• [Objective] Format every line of the listing below as a Markdown table with two columns, Row for the line's number and Line for its text. Omit any blank lines.

• [Data lines]
--- BEGIN ---

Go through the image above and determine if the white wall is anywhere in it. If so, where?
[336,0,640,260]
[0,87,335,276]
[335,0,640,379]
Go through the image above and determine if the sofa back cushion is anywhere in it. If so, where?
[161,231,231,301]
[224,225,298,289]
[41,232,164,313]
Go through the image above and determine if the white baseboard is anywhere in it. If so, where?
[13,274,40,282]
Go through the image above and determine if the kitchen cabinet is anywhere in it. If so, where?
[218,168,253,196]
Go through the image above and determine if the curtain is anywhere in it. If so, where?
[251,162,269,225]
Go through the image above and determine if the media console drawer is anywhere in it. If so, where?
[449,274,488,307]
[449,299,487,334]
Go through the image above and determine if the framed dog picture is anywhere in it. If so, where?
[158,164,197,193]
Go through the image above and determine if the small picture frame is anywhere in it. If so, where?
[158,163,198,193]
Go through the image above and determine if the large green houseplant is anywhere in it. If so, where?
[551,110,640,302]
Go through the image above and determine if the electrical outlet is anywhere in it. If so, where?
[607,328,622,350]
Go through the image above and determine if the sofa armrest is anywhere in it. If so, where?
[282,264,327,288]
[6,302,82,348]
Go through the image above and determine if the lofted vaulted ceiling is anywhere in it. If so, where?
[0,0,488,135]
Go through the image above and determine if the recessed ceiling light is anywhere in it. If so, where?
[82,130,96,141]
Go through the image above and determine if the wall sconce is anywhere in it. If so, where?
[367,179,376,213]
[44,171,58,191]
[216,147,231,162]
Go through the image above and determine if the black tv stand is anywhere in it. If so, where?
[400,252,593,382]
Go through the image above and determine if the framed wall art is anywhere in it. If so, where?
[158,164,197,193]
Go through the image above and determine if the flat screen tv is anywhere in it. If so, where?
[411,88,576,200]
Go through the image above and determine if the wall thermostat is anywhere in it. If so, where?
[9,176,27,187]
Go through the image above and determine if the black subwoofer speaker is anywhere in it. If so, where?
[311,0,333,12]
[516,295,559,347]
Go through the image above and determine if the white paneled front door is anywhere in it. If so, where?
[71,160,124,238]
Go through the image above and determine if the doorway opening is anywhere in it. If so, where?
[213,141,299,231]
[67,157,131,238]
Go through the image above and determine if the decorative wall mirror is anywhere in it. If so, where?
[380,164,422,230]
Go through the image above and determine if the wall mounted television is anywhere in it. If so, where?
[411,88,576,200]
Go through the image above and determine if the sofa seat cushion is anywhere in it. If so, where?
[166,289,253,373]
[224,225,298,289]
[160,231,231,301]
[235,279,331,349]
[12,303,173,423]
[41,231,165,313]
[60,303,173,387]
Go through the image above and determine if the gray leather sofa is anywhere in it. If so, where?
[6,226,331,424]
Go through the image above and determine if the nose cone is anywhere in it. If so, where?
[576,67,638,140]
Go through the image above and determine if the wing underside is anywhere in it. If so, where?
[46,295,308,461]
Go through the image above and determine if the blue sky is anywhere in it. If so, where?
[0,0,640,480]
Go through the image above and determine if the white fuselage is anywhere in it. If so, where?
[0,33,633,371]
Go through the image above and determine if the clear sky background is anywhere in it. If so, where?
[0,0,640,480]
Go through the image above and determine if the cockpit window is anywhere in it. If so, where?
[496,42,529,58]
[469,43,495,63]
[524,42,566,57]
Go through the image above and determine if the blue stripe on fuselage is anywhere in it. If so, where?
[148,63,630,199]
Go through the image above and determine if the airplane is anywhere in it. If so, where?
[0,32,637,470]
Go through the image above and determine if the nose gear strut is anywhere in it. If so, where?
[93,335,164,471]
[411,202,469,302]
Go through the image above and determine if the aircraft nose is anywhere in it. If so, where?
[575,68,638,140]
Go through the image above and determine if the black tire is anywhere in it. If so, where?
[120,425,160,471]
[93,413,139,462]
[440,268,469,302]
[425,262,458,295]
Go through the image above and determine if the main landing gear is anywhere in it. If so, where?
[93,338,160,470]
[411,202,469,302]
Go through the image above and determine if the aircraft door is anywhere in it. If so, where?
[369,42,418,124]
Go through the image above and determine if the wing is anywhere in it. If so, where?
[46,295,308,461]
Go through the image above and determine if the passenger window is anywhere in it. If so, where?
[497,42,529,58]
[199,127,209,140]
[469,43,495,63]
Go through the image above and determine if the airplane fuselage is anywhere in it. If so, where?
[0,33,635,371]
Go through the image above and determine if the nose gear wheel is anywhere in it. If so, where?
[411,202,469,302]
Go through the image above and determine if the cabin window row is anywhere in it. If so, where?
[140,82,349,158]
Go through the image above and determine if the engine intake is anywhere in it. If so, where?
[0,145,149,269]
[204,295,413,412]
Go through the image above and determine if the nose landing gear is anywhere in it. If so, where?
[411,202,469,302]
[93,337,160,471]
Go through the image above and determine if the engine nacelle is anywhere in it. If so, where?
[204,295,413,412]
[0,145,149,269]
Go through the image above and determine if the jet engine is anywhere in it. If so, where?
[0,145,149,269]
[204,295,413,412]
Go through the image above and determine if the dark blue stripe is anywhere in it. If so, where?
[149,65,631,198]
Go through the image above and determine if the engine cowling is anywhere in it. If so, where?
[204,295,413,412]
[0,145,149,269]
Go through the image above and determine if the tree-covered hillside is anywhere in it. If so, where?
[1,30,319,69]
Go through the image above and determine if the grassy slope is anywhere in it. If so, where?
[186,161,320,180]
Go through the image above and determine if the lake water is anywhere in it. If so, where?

--- END ---

• [Exercise answer]
| Row | Line |
|---|---|
| 1 | Go through the image above and determine if the white wall is anywhere in it. If so, where? |
| 2 | [336,0,640,260] |
| 3 | [0,87,335,276] |
| 4 | [335,0,640,379] |
| 5 | Go through the image above and determine if the sofa back cushion is anywhere in it. If so, where? |
| 6 | [161,231,231,301] |
| 7 | [224,225,298,289] |
| 8 | [41,232,164,313] |
| 9 | Go through the image above and determine if the white baseboard is anywhere in it. If so, where? |
| 10 | [13,274,40,282] |
| 11 | Go through the image above and determine if the kitchen cabinet is anywhere in it. If so, where? |
| 12 | [218,168,253,196] |
| 13 | Go through the image above and determine if the curtain is anywhere in it. If so, where? |
| 14 | [251,162,269,225] |
| 15 | Go through the image above and determine if the media console drawer is anywhere in it. If so, where? |
| 16 | [449,274,488,307] |
| 17 | [449,299,487,334] |
| 18 | Go through the image above and determine if the framed dog picture is anywhere in it. If so, where? |
| 19 | [158,164,197,193] |
| 20 | Go through the image above and determine if the small picture frame is anywhere in it. If so, where? |
| 21 | [158,163,198,193] |
| 22 | Go through the image above and determine if the large green houseplant is anywhere in it. If so, where? |
| 23 | [551,110,640,302] |
| 24 | Go through the image above and determine if the electrical outlet is anywhere in it. If so, where? |
| 25 | [607,328,622,350] |
| 26 | Go through the image above and determine if the sofa armrest is anywhere in it. If so, where? |
| 27 | [282,264,327,288] |
| 28 | [6,302,82,348] |
| 29 | Go through the image above and determine if the lofted vaulted ceiling is anywhere in it. If so, where? |
| 30 | [0,0,488,135] |
| 31 | Go through the image above and determine if the recessed ceiling light is anywhere in it. If so, where? |
| 32 | [82,130,96,141] |
| 33 | Go through the image above and determine if the wall sconce is anywhere in it. If so, where? |
| 34 | [367,179,376,213] |
| 35 | [44,171,58,191] |
| 36 | [216,147,231,162] |
| 37 | Go through the image above and determine if the black tv stand is anywhere in it. If so, where? |
| 38 | [400,252,593,382] |
| 39 | Go through the image above and determine if the framed wall art is anywhere in it. If so, where? |
| 40 | [158,164,197,193] |
| 41 | Go through the image above and determine if the flat screen tv is anywhere in it. If so, where? |
| 42 | [411,88,576,200] |
| 43 | Go through the image above and determine if the wall thermostat is anywhere in it. If so, where? |
| 44 | [9,176,27,187] |
| 45 | Go through the image above and determine if the black subwoofer speaker is anywhere in it. If so, where? |
| 46 | [311,0,333,12] |
| 47 | [516,295,559,347] |
| 48 | Go through the image above and determine if the white paneled front door is anywhere in it. If so, where? |
| 49 | [71,160,124,238] |
| 50 | Go through the image above and determine if the doorway opening is anywhere in it. If so, where? |
| 51 | [213,141,299,231] |
| 52 | [67,157,131,238] |
| 53 | Go through the image above and determine if the decorative wall mirror is anywhere in it. If so, where? |
| 54 | [380,164,422,230] |
| 55 | Go through the image above and determine if the wall mounted television is anywhere in it. If so, where? |
| 56 | [411,88,576,200] |
| 57 | Go through the image above and determine if the sofa seat cushion is anywhere in it. If so, where? |
| 58 | [166,289,253,373] |
| 59 | [224,225,298,289] |
| 60 | [160,231,231,301] |
| 61 | [235,279,331,349] |
| 62 | [12,303,173,423] |
| 63 | [41,231,165,313] |
| 64 | [60,303,173,387] |
| 65 | Go through the image above and determine if the gray leather sofa is anywhere in it. If so, where? |
| 66 | [6,226,331,424] |
| 67 | Go through the image above and determine if the nose cone is anywhere in it. If so, where? |
| 68 | [576,67,638,140] |
| 69 | Go through the image above and determine if the wing underside is anywhere in it. If so, where? |
| 70 | [46,295,308,461] |
| 71 | Go through the image above and determine if the blue sky is anywhere in it. If so, where? |
| 72 | [0,0,640,480] |
| 73 | Go through the image above and determine if the white fuselage is anywhere in it. If so, where? |
| 74 | [0,33,633,371] |
| 75 | Go through the image above and determine if the clear sky background is anywhere in it. If so, where? |
| 76 | [0,0,640,480] |
| 77 | Go through the image above and determine if the cockpit window is anywhere in it. If so, where? |
| 78 | [496,42,529,58] |
| 79 | [469,43,495,63] |
| 80 | [524,42,566,57] |
| 81 | Go through the image above and determine if the blue stripe on fuselage is anywhere in it. If so, where? |
| 82 | [148,63,630,199] |
| 83 | Go through the image above and determine if the airplane is anywhere in it. If so, where? |
| 84 | [0,32,637,470] |
| 85 | Go through the image above and determine if the nose gear strut is anywhere in it. If so, where? |
| 86 | [93,335,164,471] |
| 87 | [411,202,469,302] |
| 88 | Go through the image above and determine if the aircraft nose is anywhere in it. If so, where? |
| 89 | [575,68,638,140] |
| 90 | Go through the image above and determine if the black tire is anywhere in it. If so, where? |
| 91 | [120,425,160,471] |
| 92 | [93,413,139,462] |
| 93 | [440,268,469,302] |
| 94 | [425,262,458,295] |
| 95 | Go through the image above and determine if the main landing gear is anywhere in it. If so, where? |
| 96 | [93,338,160,470] |
| 97 | [411,202,469,302] |
| 98 | Go through the image above and determine if the aircraft door is anywhere in it. If so, where? |
| 99 | [369,42,418,124] |
| 100 | Go through the image above and determine if the wing is anywhere in it. If so, where? |
| 101 | [46,295,308,461] |
| 102 | Go through the image above and determine if the passenger window is anywhere in it. If so, where? |
| 103 | [497,42,529,58] |
| 104 | [199,127,209,140] |
| 105 | [469,43,495,63] |
| 106 | Go through the image above and determine if the airplane fuselage is anywhere in it. If so, where? |
| 107 | [0,33,635,371] |
| 108 | Go through the image above and determine if the nose gear wheel is anywhere in it. If so, where? |
| 109 | [411,202,469,302] |
| 110 | Go through the image above and determine if the cabin window row is anywhere in it. If so, where? |
| 111 | [140,82,349,158] |
| 112 | Go through the image above and determine if the engine intake is anywhere in it. If so, where? |
| 113 | [0,145,149,269] |
| 114 | [204,295,413,412] |
| 115 | Go through the image above and determine if the nose landing gear is anywhere in it. If so, where? |
| 116 | [411,202,469,302] |
| 117 | [93,337,160,471] |
| 118 | Go through the image above and determine if the engine nacelle is anywhere in it. If so, where? |
| 119 | [204,295,413,412] |
| 120 | [0,145,149,269] |
| 121 | Go through the image above and determine if the jet engine is anywhere in it. If so, where? |
| 122 | [0,145,149,269] |
| 123 | [204,295,413,412] |
| 124 | Go through the image above and determine if the dark blue stripe is anywhere in it. If so, where? |
| 125 | [149,65,631,198] |
| 126 | Go through the image above and determine if the engine cowling is anywhere in it. If so, where? |
| 127 | [204,295,413,412] |
| 128 | [0,145,149,269] |
| 129 | Go through the image above and determine if the tree-covered hillside is anywhere in it. If so, where? |
| 130 | [1,30,319,69] |
| 131 | Go through the image above and determine if the grassy slope is anywhere in it. If so, where? |
| 132 | [186,161,320,180] |
| 133 | Go through the image above and determine if the lake water is anywhere in it. If so, where? |